PROBLEM STATEMENT:
Show every line in the items below that contains the string "camouflage". Case counts.

DATA RECORDS:
*-*-*

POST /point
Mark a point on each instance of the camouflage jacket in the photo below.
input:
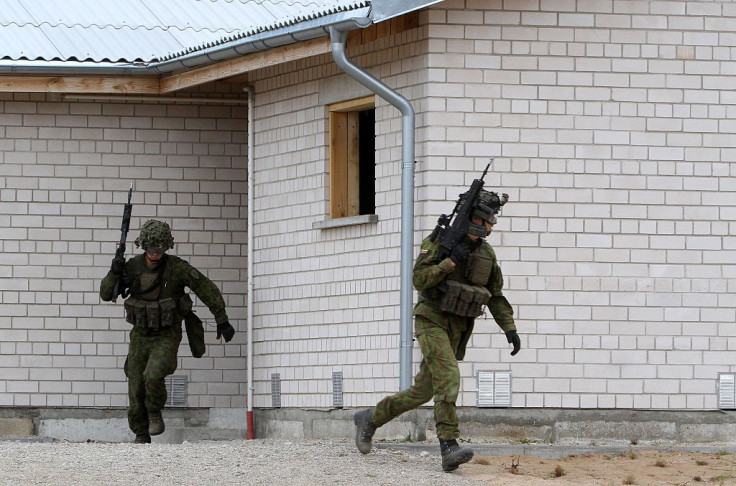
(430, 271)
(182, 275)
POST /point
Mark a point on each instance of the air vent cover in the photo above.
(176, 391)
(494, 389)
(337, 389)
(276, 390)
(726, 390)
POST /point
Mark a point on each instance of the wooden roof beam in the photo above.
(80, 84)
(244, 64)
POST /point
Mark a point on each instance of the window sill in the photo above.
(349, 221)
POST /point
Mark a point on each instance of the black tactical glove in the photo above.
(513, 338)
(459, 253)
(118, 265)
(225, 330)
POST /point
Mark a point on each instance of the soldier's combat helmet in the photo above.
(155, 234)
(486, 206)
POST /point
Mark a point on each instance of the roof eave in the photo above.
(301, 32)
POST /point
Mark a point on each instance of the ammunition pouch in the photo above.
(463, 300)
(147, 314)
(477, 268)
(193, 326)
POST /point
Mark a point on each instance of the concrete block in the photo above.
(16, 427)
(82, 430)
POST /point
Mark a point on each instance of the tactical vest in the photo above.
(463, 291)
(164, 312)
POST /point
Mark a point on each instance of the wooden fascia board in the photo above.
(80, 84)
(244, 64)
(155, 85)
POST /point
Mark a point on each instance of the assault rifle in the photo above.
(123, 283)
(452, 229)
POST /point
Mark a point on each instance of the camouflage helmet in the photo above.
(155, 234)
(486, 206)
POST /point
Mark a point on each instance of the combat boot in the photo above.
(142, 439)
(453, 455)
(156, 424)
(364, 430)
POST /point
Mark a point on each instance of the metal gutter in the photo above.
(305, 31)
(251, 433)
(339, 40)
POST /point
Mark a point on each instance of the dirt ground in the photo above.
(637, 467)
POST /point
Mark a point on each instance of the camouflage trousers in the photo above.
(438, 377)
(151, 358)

*-*-*

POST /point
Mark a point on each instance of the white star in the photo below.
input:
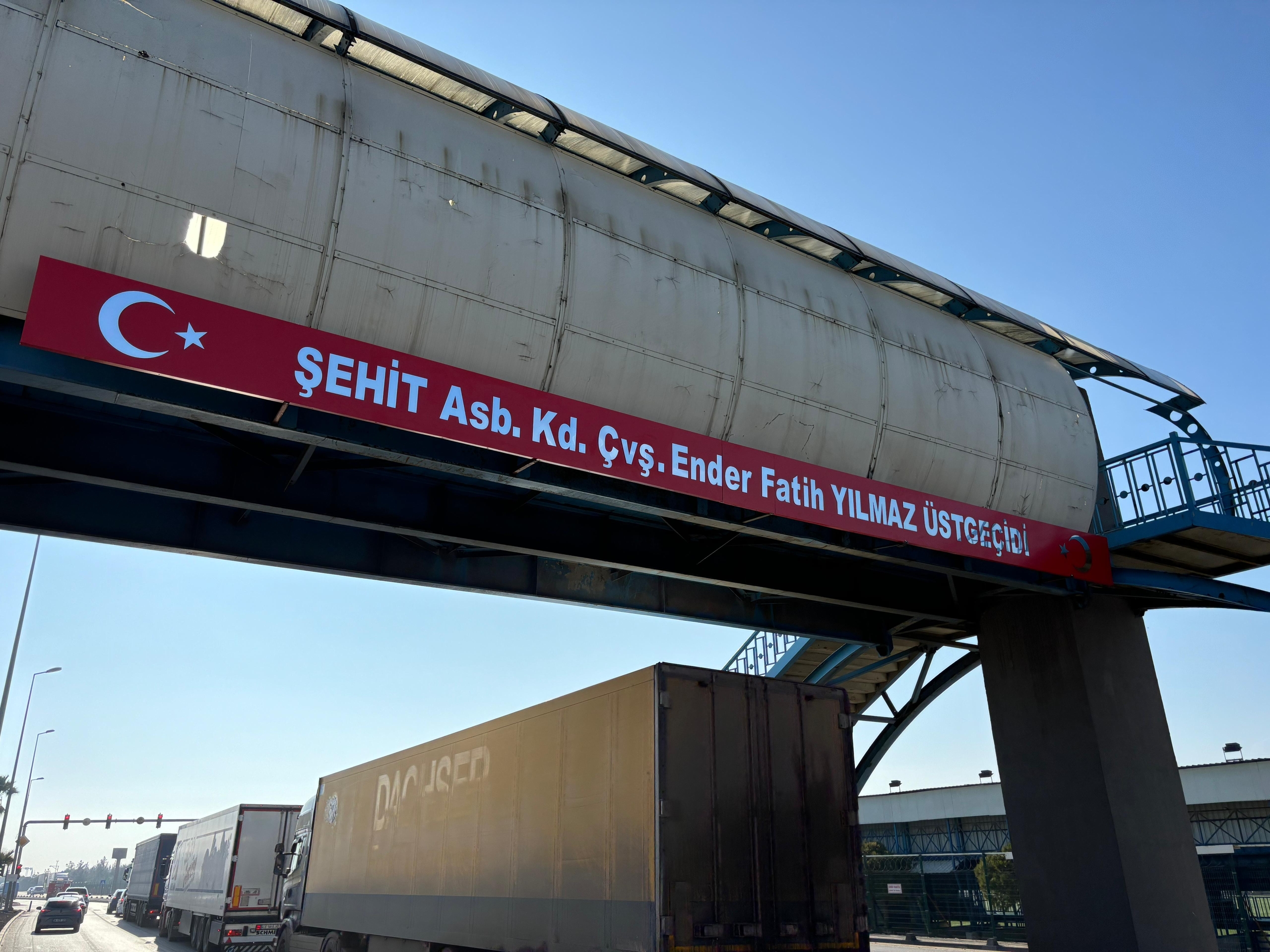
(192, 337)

*-*-*

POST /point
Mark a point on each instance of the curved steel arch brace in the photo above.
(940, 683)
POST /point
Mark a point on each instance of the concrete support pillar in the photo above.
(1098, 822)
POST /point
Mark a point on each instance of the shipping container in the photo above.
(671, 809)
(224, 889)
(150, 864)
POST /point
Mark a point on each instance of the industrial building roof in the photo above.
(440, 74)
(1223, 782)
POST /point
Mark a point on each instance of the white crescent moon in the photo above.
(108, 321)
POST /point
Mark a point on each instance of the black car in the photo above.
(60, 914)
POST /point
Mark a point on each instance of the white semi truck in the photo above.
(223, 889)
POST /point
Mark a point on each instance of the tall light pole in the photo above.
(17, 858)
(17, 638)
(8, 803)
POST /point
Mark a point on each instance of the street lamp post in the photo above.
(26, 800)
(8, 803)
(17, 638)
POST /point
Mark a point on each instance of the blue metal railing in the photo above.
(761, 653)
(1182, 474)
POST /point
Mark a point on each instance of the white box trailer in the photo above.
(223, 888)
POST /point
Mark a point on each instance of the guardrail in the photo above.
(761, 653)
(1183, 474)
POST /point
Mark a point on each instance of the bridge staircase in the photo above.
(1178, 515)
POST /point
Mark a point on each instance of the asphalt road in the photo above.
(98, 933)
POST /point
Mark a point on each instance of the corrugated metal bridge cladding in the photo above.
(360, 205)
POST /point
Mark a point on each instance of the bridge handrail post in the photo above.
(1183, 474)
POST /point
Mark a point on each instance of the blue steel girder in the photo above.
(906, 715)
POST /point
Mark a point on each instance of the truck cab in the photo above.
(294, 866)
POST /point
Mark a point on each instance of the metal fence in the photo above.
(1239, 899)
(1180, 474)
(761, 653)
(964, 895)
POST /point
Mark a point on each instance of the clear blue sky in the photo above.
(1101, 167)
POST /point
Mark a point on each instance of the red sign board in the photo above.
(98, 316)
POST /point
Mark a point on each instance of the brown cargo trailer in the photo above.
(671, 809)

*-*-*

EXPECTED ANSWER:
Mark a point on each instance of the camouflage jacket in the photo below.
Mark a point on each instance of the camouflage helmet in the photo above.
Mark a point on each instance of the camouflage trousers in the photo above.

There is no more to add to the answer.